STATED EXERCISE
Pick up the blog post about the goddess Spes, shown below, right after its last sentence and keep writing it.

EXCERPT TO READ
****

Posted by: aediculaantinoi | October 20, 2010

Antinoan Connections: Goddesses and Antinous–Spes

We now come to the deified abstraction Spes, “Hope.” Given my remarks earlier today about how “hope isn’t enough,” I don’t want to give the impression that I don’t think hope is useful or even positive and desirable. I thus saw an in-road today on which to honor Spes, the goddess of hope, very specifically (though she was due to come up tomorrow in the schedule I had previously prepared).

Spes Augusta, “the hope of the empire through the imperial family,” was a common coin reverse legend and image, and it is thus that she appears during the reign of Hadrian on coins he issued. She was also called Spes Populi Romani, “Hope of the Roman People,” and in her temple on the Esquiline Hill, she is honored as Spes Vetus, “ancient Hope.” She had a temple in the Forum Holitorium in Rome that was dedicated during the First Punic War. Her festival was on August 1.

Spes is portrayed as a woman holding up a flower that is opening up, and with her other hand holding up her long skirt as if she is about to dash off in some direction or other. As flowers blossom in fragrance and beauty, hope is engendered for the fruitfulness to follow. As one thinks one can hold on to hope, there she goes, dashing off in another direction to inspire someone else.

****

EXTRACTED MATERIAL
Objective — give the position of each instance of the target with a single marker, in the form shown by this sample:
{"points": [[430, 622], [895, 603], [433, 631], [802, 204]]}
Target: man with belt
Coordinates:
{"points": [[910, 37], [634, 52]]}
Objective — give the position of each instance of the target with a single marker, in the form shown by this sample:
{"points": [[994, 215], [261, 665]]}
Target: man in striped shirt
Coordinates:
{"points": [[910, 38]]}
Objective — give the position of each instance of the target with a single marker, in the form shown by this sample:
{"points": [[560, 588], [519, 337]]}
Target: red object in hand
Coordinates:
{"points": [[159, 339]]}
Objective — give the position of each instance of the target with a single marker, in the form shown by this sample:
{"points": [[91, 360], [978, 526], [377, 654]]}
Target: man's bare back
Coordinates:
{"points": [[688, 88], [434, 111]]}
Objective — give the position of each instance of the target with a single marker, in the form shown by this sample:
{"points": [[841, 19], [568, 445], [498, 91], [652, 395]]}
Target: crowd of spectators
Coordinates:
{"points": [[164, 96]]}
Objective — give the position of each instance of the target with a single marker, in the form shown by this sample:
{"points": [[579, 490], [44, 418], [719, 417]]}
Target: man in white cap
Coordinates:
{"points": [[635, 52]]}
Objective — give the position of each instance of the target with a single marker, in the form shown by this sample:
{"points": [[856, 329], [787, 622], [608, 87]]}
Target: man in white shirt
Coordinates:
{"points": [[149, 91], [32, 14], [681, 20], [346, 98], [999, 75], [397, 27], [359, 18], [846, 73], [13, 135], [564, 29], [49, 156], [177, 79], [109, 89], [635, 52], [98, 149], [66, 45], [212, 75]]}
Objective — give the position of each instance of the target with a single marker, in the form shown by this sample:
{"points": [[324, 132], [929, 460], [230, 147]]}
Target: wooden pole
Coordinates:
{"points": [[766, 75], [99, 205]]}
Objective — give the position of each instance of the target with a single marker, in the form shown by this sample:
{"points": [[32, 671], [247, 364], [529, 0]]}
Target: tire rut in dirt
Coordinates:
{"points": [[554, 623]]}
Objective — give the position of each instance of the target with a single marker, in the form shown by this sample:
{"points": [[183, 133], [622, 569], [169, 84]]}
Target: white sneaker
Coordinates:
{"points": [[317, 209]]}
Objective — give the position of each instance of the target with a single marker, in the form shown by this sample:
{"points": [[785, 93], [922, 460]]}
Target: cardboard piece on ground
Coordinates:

****

WRITTEN REPLY
In the Greek myth of Pandora, “hope” is the final force left in the box of plagues that is unleashed upon humankind. And while hope is often the only thing one has left, I think that some people seem to ignore the fact that it was still one of the things in the box of plagues. Hope is not a bad plague with which to be plagued, certainly–I’m sure we all prefer it to famine and dysentery, for example–it can still be a harsh and fickle mistress, if not an entirely false one. In the Findhorn Community, when the various Angels that they recognize were being brainstormed and added to a list, Hope was one that was eventually rejected, because of the possibility that Hope can be false, whereas many of the other angels they recognized (Play, Strength, Peace, etc.) are “goods in themselves,” and things that tend to be positive. Of course, some may criticize the “new age” emphasis on only good things implied in this schema, and yet, there is a lesson to be learned in all of this. If it is possible for Hope to betray someone, isn’t that a violation of Fides? And yet again, Fortuna and Tyche are goddesses as much as any other, and their favor is not always guaranteed either.

And, given what today is, Spirit Day, and why this occasion has come about, I think not only of the hope that all of us wish and hope impels young people at risk of suicide to not take their lives because “there’s always hope,” nonetheless it is disheartening when all of the hope and promise of youths are cut down in their prime in such horrific ways because hope wasn’t enough for them. As Spes herself holds the blooming flower, so too have the dying youths often been memorialized as flowers. And in such situations, where hope is the last thing in their minds, I think Spes herself weeps, and joins in the words of the Tebtynis Papyrus in relation to the flower-heroes and Antinous as she looks at the dying flower in her own hand, “Someone will gather garlands of lamented names, and will lament more the youth of the dying men.”

Let us keep hope alive, however, and try and engender hope in others whenever possible, but never forget that hope is fleeting and flies before us, fleeing our grasp with swift feet before she can be caught. Hope is never enough on its own, but hope with Fides and the help of the other gods can create real change in the world.

Ave Spes! Ave Ave Antinoe!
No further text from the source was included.